Exercise requirements: Please print the records below word for word, from their first line through the line with "x=226, y=215", including both of those lines.

Entries shown:
+-------+

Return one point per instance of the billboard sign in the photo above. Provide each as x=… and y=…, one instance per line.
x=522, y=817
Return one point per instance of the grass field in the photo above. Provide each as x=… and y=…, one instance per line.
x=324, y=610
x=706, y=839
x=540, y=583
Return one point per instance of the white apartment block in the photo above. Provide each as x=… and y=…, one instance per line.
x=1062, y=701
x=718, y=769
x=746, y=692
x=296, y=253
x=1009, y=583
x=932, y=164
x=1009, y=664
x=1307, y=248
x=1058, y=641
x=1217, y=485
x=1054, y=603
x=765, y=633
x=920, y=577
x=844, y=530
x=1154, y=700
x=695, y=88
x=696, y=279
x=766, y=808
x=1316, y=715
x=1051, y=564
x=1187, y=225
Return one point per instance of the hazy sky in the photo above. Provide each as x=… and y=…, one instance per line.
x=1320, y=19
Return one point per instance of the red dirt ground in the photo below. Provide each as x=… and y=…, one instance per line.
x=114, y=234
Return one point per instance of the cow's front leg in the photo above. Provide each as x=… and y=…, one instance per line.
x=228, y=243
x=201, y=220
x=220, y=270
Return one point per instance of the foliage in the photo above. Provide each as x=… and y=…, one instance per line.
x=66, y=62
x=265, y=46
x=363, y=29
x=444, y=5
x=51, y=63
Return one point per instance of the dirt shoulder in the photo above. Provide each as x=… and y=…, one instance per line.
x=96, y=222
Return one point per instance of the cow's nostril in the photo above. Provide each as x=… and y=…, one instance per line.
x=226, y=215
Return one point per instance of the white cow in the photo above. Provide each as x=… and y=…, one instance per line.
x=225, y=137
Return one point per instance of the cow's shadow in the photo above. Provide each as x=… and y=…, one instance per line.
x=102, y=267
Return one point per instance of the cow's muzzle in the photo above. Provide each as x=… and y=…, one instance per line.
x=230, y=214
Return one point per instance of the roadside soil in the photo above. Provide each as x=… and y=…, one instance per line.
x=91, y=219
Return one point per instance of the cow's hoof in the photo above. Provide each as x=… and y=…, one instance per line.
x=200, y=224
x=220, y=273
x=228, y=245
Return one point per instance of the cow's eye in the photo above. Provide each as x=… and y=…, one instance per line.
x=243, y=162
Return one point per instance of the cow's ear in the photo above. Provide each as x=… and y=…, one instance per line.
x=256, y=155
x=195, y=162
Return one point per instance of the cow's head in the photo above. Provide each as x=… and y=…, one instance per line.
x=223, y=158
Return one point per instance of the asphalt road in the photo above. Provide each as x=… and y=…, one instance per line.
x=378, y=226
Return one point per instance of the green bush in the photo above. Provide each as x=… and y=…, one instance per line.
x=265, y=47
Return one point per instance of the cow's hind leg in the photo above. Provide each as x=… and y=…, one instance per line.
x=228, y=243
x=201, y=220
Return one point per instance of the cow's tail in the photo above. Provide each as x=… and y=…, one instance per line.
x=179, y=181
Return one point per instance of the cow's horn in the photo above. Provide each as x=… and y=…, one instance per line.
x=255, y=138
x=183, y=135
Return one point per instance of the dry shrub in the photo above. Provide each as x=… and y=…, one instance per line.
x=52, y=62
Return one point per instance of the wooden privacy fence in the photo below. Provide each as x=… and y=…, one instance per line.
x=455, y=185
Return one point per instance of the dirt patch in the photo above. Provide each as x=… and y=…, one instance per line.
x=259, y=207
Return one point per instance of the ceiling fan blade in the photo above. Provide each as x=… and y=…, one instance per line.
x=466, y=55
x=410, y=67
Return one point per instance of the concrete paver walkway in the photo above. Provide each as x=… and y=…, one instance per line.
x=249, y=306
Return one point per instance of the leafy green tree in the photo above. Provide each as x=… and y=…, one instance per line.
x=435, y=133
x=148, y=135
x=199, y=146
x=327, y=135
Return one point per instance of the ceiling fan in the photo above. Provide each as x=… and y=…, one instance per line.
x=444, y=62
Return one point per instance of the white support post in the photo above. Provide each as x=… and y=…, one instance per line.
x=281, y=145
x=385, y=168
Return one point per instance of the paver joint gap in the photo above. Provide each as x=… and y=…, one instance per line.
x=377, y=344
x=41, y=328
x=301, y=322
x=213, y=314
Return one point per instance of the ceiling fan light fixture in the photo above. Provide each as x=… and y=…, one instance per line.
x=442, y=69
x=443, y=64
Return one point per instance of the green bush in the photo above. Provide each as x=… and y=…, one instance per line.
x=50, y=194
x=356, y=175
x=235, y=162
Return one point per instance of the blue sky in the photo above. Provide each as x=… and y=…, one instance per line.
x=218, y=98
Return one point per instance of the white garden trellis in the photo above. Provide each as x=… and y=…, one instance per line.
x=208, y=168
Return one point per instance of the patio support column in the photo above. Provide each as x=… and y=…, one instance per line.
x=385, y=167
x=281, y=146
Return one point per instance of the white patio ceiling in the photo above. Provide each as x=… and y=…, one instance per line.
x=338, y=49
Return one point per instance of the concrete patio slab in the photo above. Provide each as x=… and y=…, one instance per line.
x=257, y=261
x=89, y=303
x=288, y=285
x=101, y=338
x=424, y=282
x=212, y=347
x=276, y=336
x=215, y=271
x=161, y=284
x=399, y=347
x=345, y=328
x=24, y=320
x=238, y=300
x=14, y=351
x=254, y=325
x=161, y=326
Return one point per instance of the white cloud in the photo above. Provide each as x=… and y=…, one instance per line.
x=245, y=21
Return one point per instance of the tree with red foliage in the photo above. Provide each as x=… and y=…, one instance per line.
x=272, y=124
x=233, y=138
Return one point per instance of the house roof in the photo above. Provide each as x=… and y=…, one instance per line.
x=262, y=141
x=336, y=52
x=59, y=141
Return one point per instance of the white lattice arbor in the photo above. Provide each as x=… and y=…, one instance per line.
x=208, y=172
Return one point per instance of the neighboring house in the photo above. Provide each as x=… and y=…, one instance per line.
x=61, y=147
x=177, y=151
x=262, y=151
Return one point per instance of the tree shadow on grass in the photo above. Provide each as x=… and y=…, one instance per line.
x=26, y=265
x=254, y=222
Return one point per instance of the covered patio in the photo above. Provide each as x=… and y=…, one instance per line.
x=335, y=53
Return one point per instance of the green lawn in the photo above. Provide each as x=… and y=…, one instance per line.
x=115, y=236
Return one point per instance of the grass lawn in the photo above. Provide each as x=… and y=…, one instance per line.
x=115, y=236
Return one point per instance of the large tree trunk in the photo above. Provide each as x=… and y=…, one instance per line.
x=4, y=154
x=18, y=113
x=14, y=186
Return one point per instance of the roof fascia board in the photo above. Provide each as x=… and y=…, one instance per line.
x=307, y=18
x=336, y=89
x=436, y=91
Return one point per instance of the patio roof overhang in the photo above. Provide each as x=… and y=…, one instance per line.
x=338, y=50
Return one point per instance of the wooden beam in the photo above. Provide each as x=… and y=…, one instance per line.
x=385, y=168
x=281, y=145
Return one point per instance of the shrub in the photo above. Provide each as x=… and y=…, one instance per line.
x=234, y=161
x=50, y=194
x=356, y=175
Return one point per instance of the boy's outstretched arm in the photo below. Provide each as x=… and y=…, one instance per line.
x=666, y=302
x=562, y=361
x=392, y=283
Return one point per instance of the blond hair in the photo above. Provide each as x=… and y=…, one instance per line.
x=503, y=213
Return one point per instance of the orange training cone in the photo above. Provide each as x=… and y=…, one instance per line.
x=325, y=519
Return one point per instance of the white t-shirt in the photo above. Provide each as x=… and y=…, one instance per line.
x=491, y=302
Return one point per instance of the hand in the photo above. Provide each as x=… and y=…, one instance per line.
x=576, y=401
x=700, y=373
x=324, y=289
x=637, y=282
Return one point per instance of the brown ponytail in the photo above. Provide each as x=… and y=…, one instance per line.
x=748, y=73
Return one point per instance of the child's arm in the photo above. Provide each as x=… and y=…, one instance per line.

+-------+

Answer to the exercise:
Return one point per instance of the billboard sign in the photo above. Provide each as x=… and y=…, one instance per line.
x=522, y=817
Return one point per instance of the grass field in the photo above. Provide each as x=… and y=…, one instance per line.
x=324, y=610
x=706, y=839
x=540, y=583
Return one point per instance of the white apartment block in the photo above. Provide each as x=… and y=…, one instance per line.
x=1062, y=701
x=718, y=769
x=746, y=692
x=296, y=253
x=1009, y=583
x=932, y=164
x=1009, y=664
x=1307, y=248
x=1058, y=641
x=1217, y=485
x=1054, y=603
x=765, y=633
x=920, y=577
x=844, y=530
x=1154, y=700
x=695, y=88
x=696, y=279
x=766, y=808
x=1316, y=715
x=1051, y=564
x=1187, y=225
Return one point per instance of the hazy sky in the photo above. Provide each as x=… and y=…, one instance per line.
x=1320, y=19
Return one point per instance of the red dirt ground in the photo below. Provide each as x=… and y=…, one instance per line.
x=114, y=234
Return one point per instance of the cow's front leg in the photo above. Provide each as x=… and y=…, one instance per line.
x=228, y=243
x=201, y=220
x=220, y=270
Return one point per instance of the foliage in the photo above. Provide each as x=… and y=…, one instance per line.
x=66, y=62
x=265, y=46
x=363, y=29
x=444, y=5
x=51, y=63
Return one point per instance of the dirt shoulder in the photo above. Provide each as x=… and y=…, one instance per line.
x=96, y=222
Return one point per instance of the cow's nostril in the photo above. Provide each as x=… and y=…, one instance per line.
x=226, y=215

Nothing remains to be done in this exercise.